Start GIVEN TEXT

2014-07-31 Thread Sam Hartman
** Description changed:

- In some conditions, propagating a kerberos database to a slave KDC server can 
stall.
+ In some conditions, propagating a kerberos database to a slave KDC server or 
performing other database operations can stall.  As we've investigated the 
issue, it looks like a database with more than a few hundred principals is very 
likely to run into this issue.
  This is due to a misoptimization by gcc 4.8 of the CIRCLEQ famliy of macros, 
apparently due to overzealous strict aliasing deductions.
  
  One case of this stall is reported at
  http://mailman.mit.edu/pipermail/kerberos/2014-July/020007.html (and the
  rest of the thread), and there is an entry in the upstream bugtracker at
  http://krbdev.mit.edu/rt/Ticket/Display.html?id=7860 .
  
  gcc 4.9 (as used in Debian unstable at present) is not believed to
  induce this problem.  Upstream has patched their code to use the TAILQ
  family of macros instead, as a workaround, but that workaround has not
  yet appeared in an upstream release:
  https://github.com/krb5/krb5/commit/26d8744129
  
+ A branch is linked including  this upstream work around and two other
+ patches to bugs already nominated for trusty applied to the krb5 in
+ trusty.  We believe the impact is significant because this is likely to
+ be a problem for sites with a large database running trusty.  The
+ regression potential is very small.  The upstream work around changes
+ from one family of queue macros that are stable and well-tested to
+ another.

End GIVEN TEXT
Start INFORMATION SHOWN

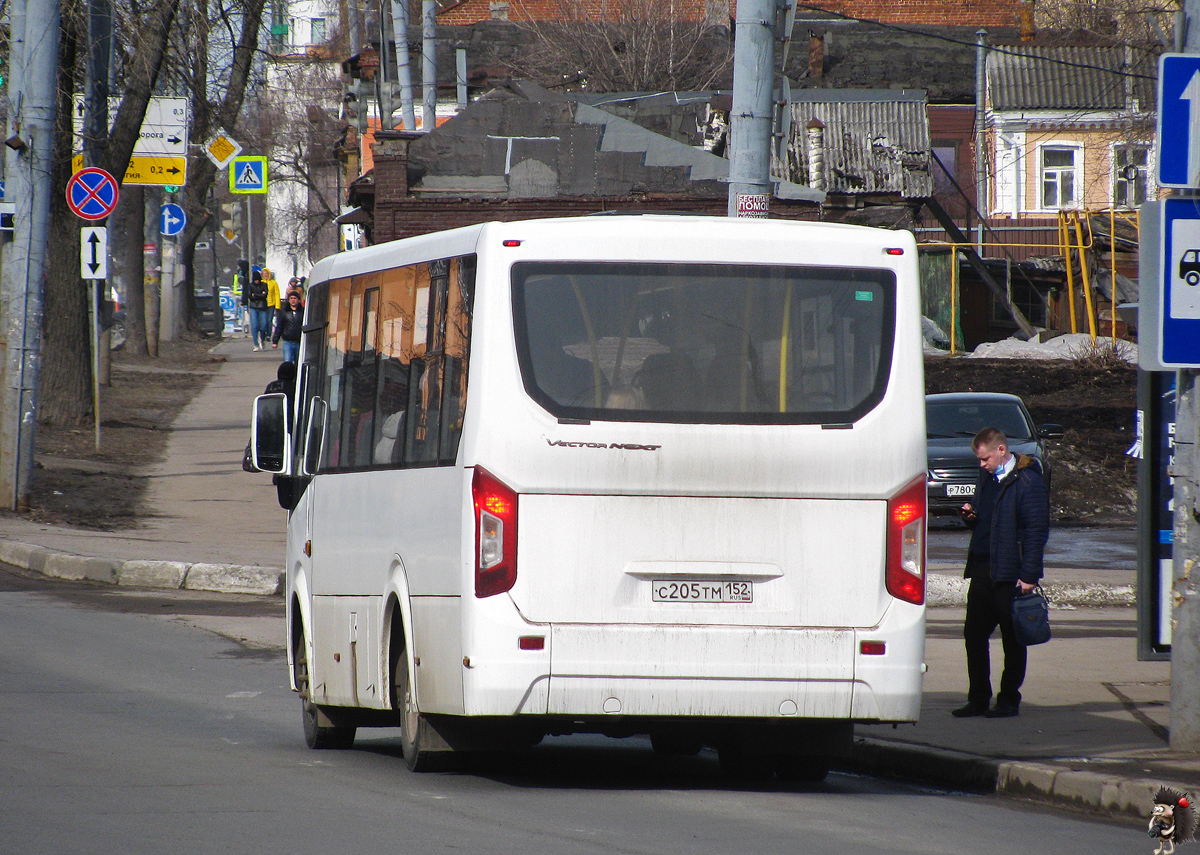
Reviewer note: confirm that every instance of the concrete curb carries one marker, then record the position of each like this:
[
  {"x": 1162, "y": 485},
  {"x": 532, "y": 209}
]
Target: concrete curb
[
  {"x": 150, "y": 574},
  {"x": 1041, "y": 782},
  {"x": 949, "y": 591}
]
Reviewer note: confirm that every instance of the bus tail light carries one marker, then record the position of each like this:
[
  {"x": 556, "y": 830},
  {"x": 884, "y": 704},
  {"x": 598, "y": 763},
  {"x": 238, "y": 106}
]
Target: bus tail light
[
  {"x": 496, "y": 534},
  {"x": 905, "y": 575}
]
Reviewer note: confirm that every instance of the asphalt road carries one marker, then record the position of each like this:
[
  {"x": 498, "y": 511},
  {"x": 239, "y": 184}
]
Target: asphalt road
[
  {"x": 1069, "y": 546},
  {"x": 129, "y": 729}
]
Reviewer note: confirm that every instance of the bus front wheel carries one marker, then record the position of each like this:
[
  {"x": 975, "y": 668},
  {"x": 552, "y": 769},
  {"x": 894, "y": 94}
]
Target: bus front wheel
[{"x": 317, "y": 734}]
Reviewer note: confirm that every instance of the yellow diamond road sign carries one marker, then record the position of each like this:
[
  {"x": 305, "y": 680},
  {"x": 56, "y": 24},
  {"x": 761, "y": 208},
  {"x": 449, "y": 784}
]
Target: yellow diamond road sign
[{"x": 222, "y": 149}]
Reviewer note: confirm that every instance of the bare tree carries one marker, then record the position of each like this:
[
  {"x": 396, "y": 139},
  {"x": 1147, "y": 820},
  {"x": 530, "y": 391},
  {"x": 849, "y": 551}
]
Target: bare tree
[
  {"x": 66, "y": 368},
  {"x": 635, "y": 45},
  {"x": 217, "y": 102},
  {"x": 1140, "y": 23},
  {"x": 301, "y": 132}
]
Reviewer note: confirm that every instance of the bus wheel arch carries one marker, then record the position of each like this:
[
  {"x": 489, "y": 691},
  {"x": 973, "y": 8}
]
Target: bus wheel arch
[
  {"x": 319, "y": 733},
  {"x": 415, "y": 737}
]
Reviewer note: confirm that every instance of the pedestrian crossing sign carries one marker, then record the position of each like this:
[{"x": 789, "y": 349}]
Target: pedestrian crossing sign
[{"x": 247, "y": 175}]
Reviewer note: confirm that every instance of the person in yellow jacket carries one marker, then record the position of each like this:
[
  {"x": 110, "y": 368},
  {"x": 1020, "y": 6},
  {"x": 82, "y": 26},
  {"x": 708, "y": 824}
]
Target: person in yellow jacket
[{"x": 273, "y": 291}]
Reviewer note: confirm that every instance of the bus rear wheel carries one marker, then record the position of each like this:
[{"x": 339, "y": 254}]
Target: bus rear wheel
[
  {"x": 412, "y": 729},
  {"x": 317, "y": 735}
]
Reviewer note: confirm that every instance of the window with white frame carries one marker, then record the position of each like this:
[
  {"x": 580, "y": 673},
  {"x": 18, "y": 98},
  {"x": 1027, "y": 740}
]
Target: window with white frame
[
  {"x": 1131, "y": 169},
  {"x": 1060, "y": 175}
]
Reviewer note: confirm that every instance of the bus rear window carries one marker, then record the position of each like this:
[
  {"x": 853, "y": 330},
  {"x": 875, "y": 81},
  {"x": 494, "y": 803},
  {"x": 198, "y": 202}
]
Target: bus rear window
[{"x": 719, "y": 344}]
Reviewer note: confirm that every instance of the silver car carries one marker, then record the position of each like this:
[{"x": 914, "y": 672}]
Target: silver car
[{"x": 952, "y": 420}]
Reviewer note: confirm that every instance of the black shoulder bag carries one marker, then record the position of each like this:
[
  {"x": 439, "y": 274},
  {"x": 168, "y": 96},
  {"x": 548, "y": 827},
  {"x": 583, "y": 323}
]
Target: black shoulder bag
[{"x": 1031, "y": 617}]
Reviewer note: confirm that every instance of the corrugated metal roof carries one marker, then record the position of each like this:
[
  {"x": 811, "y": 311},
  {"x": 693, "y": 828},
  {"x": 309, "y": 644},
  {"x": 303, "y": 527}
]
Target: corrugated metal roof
[
  {"x": 873, "y": 142},
  {"x": 621, "y": 135},
  {"x": 1092, "y": 78}
]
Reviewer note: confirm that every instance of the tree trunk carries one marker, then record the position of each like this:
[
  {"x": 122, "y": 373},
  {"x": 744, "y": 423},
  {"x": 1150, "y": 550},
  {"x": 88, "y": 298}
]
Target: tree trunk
[
  {"x": 66, "y": 366},
  {"x": 201, "y": 171},
  {"x": 66, "y": 335}
]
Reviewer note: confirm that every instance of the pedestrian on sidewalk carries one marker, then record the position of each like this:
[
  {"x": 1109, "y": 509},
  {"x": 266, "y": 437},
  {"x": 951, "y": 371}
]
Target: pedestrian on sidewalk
[
  {"x": 253, "y": 297},
  {"x": 1009, "y": 518},
  {"x": 289, "y": 327},
  {"x": 273, "y": 292}
]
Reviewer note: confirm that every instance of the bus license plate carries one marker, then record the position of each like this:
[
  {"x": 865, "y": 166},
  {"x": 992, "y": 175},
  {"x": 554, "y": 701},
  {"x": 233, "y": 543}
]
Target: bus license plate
[{"x": 701, "y": 592}]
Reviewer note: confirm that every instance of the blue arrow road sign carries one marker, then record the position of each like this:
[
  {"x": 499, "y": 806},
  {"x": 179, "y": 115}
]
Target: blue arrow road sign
[
  {"x": 172, "y": 219},
  {"x": 1180, "y": 264},
  {"x": 1179, "y": 120}
]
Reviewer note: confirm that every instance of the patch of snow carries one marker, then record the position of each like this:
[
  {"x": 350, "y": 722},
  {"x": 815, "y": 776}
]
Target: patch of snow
[{"x": 1069, "y": 346}]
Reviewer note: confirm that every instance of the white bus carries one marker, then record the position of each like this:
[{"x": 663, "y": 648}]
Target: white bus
[{"x": 615, "y": 474}]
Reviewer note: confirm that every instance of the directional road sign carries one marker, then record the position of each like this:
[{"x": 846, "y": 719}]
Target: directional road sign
[
  {"x": 1179, "y": 120},
  {"x": 94, "y": 252},
  {"x": 160, "y": 156},
  {"x": 1179, "y": 316},
  {"x": 91, "y": 193},
  {"x": 172, "y": 219},
  {"x": 247, "y": 175},
  {"x": 156, "y": 171}
]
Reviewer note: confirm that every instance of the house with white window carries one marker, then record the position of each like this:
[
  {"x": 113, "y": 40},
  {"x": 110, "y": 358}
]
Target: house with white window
[{"x": 1068, "y": 127}]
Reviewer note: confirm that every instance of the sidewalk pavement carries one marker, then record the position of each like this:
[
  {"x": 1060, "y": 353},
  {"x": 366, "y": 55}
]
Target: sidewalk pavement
[
  {"x": 215, "y": 527},
  {"x": 1093, "y": 727}
]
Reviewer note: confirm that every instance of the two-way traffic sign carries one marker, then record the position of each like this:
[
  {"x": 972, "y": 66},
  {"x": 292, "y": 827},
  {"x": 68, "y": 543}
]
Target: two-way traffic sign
[
  {"x": 1179, "y": 120},
  {"x": 93, "y": 252}
]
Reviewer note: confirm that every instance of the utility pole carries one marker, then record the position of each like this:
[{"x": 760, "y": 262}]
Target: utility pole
[
  {"x": 981, "y": 133},
  {"x": 1186, "y": 551},
  {"x": 34, "y": 29},
  {"x": 754, "y": 72}
]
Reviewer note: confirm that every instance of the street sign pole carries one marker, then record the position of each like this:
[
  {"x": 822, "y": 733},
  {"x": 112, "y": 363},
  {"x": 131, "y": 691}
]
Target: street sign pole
[
  {"x": 1186, "y": 632},
  {"x": 94, "y": 314}
]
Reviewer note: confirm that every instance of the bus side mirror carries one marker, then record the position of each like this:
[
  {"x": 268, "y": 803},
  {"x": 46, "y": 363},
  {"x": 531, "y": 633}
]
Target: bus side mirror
[{"x": 270, "y": 442}]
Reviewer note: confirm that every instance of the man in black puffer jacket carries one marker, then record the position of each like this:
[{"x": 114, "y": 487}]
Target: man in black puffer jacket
[
  {"x": 1009, "y": 516},
  {"x": 289, "y": 326}
]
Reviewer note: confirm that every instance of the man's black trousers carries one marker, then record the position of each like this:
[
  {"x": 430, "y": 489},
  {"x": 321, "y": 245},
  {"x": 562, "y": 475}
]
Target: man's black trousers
[{"x": 990, "y": 605}]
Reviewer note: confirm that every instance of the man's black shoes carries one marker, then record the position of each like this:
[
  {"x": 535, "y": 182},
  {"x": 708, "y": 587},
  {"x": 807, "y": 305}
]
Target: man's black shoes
[{"x": 970, "y": 709}]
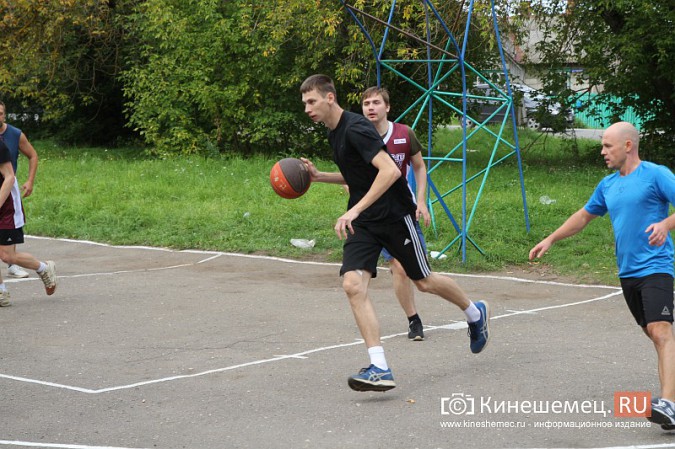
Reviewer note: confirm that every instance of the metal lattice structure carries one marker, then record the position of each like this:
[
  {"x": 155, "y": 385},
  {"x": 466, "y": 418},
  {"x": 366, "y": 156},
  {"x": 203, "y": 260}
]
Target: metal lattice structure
[{"x": 443, "y": 62}]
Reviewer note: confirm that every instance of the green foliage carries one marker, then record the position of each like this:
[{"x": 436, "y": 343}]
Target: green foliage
[
  {"x": 627, "y": 50},
  {"x": 61, "y": 59},
  {"x": 225, "y": 203}
]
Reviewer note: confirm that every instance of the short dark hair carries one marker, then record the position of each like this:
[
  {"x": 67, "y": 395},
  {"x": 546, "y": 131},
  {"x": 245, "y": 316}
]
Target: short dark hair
[
  {"x": 321, "y": 83},
  {"x": 372, "y": 91}
]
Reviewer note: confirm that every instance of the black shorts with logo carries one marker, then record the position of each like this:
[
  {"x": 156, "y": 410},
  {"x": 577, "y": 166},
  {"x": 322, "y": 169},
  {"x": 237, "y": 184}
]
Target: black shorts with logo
[
  {"x": 650, "y": 298},
  {"x": 10, "y": 237},
  {"x": 362, "y": 249}
]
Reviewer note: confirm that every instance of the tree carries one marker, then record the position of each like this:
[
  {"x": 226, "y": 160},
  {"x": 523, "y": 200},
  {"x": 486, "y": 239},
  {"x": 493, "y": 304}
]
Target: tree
[
  {"x": 626, "y": 49},
  {"x": 61, "y": 60}
]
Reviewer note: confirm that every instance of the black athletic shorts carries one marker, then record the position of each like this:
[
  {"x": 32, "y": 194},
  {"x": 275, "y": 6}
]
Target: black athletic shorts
[
  {"x": 650, "y": 298},
  {"x": 10, "y": 237},
  {"x": 362, "y": 249}
]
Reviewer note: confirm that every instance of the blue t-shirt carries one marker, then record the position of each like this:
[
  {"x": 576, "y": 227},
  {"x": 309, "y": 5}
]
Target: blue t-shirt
[
  {"x": 11, "y": 137},
  {"x": 634, "y": 202}
]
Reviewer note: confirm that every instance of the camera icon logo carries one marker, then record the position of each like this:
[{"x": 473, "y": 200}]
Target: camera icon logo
[{"x": 457, "y": 404}]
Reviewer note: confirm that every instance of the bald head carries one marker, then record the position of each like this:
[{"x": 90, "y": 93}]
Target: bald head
[{"x": 624, "y": 131}]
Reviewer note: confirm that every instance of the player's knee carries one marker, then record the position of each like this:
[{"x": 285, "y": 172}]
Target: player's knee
[
  {"x": 660, "y": 332},
  {"x": 353, "y": 284},
  {"x": 425, "y": 285},
  {"x": 396, "y": 268}
]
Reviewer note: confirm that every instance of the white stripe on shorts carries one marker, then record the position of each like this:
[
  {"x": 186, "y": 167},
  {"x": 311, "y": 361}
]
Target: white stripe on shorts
[{"x": 417, "y": 244}]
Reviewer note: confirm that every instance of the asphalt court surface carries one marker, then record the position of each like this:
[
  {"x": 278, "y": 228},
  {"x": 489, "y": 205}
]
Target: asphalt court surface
[{"x": 143, "y": 348}]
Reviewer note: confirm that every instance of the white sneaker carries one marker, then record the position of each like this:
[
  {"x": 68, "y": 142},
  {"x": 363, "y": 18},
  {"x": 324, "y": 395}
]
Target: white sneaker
[
  {"x": 16, "y": 271},
  {"x": 49, "y": 277},
  {"x": 4, "y": 299}
]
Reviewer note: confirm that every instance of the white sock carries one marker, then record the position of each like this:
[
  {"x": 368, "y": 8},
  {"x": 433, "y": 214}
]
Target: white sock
[
  {"x": 472, "y": 313},
  {"x": 376, "y": 354}
]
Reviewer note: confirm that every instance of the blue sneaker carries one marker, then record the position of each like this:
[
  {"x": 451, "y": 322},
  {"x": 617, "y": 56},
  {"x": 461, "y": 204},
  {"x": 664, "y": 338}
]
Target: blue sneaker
[
  {"x": 372, "y": 379},
  {"x": 663, "y": 413},
  {"x": 479, "y": 331}
]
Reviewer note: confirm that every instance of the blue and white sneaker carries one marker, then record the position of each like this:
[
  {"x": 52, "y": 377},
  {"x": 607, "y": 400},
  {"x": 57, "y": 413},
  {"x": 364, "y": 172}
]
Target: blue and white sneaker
[
  {"x": 663, "y": 413},
  {"x": 479, "y": 331},
  {"x": 372, "y": 379}
]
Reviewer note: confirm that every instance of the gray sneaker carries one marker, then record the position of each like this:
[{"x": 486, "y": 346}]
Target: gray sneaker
[
  {"x": 4, "y": 299},
  {"x": 16, "y": 271},
  {"x": 663, "y": 413},
  {"x": 48, "y": 277},
  {"x": 416, "y": 331}
]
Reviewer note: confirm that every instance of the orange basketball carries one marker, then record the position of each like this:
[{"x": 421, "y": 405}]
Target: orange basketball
[{"x": 290, "y": 178}]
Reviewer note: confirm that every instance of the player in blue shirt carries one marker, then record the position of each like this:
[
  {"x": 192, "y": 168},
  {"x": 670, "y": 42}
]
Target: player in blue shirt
[{"x": 637, "y": 196}]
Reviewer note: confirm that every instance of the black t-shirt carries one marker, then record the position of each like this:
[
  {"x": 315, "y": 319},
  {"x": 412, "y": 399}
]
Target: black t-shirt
[{"x": 355, "y": 142}]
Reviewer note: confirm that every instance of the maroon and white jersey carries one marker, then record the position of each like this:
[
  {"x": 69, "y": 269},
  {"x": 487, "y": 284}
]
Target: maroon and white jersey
[{"x": 399, "y": 146}]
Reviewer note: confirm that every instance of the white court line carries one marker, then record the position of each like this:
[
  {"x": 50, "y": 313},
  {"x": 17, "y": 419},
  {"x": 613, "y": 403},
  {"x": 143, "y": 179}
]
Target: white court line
[
  {"x": 642, "y": 446},
  {"x": 216, "y": 254},
  {"x": 299, "y": 355},
  {"x": 65, "y": 446}
]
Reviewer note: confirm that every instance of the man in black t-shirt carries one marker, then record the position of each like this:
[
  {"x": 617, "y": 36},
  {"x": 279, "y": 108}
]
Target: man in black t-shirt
[{"x": 381, "y": 214}]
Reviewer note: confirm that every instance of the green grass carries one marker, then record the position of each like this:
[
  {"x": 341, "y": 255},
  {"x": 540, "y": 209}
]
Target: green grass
[{"x": 226, "y": 204}]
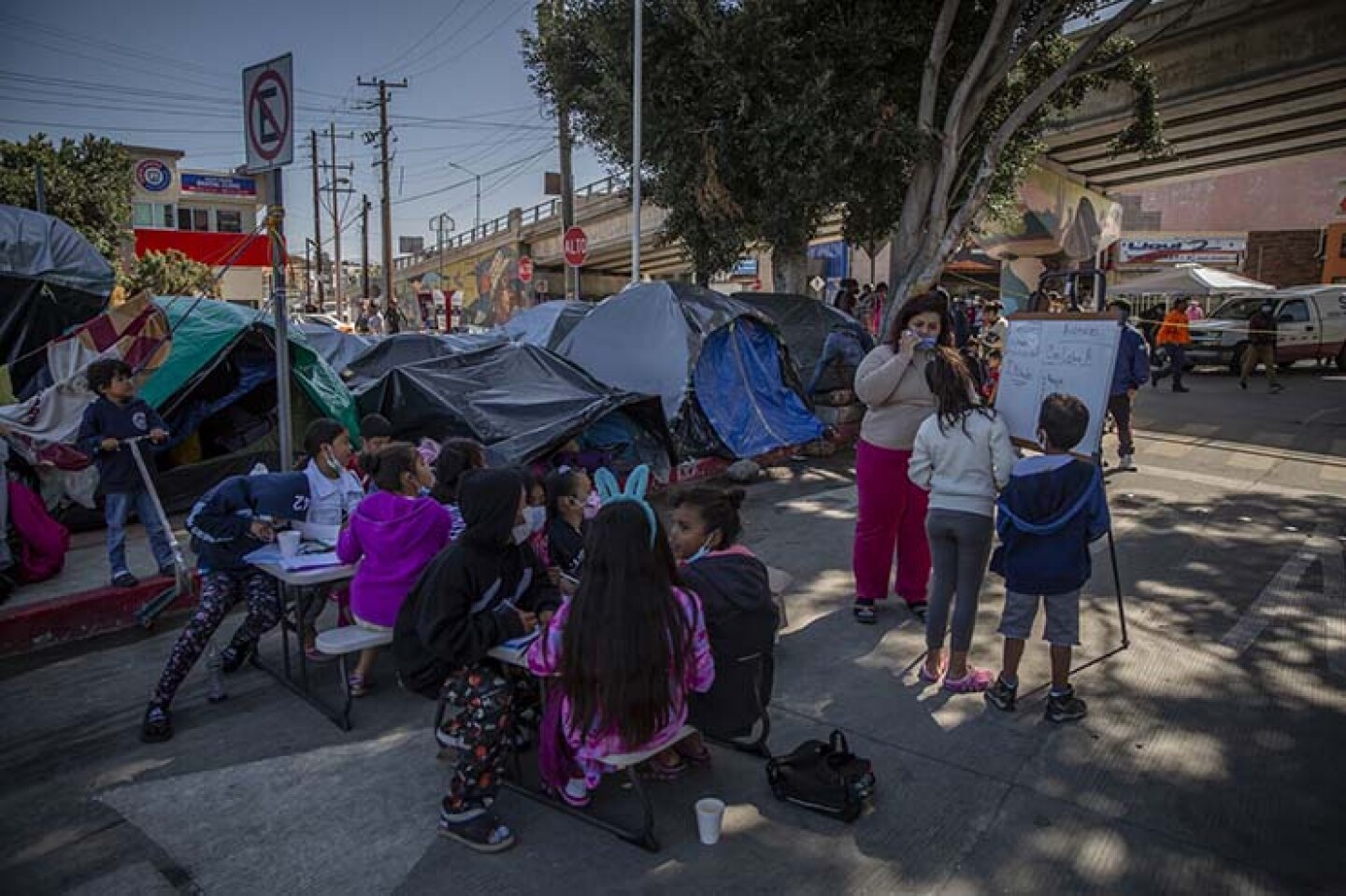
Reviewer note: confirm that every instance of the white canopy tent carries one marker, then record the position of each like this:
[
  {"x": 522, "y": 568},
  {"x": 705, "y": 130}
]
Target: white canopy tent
[{"x": 1190, "y": 280}]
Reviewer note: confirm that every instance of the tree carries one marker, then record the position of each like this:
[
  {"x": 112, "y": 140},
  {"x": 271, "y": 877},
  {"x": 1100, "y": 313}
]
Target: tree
[
  {"x": 170, "y": 274},
  {"x": 88, "y": 186},
  {"x": 762, "y": 116}
]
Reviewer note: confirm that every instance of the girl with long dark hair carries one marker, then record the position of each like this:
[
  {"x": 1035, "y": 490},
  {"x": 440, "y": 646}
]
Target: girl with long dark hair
[
  {"x": 963, "y": 456},
  {"x": 627, "y": 648},
  {"x": 892, "y": 384}
]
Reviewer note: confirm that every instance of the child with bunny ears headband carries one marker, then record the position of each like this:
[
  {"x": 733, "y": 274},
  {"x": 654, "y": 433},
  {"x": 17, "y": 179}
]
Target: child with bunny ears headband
[{"x": 627, "y": 648}]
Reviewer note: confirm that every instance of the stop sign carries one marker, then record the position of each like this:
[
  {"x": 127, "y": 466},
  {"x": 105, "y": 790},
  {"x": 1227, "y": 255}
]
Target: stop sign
[{"x": 577, "y": 247}]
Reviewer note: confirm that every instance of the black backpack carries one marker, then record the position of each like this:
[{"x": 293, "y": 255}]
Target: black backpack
[{"x": 824, "y": 776}]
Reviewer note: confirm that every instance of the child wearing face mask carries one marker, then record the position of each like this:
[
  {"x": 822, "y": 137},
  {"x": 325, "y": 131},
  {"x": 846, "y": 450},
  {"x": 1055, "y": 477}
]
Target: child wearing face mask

End INFORMATION SHOWN

◆ EXERCISE INSTRUCTIONS
• a. In the bug description, which gcc version is not believed to cause the stall?
• b. In the bug description, write out everything from "This is due" down to "http://krbdev.mit.edu/rt/Ticket/Display.html?id=7860 .", substituting "hang" for "stall".

◆ FINAL ANSWERS
• a. gcc 4.9

• b.
This is due to a misoptimization by gcc 4.8 of the CIRCLEQ famliy of macros, 
apparently due to overzealous strict aliasing deductions.
  
  One case of this hang is reported at
  http://mailman.mit.edu/pipermail/kerberos/2014-July/020007.html (and the
  rest of the thread), and there is an entry in the upstream bugtracker at
  http://krbdev.mit.edu/rt/Ticket/Display.html?id=7860 .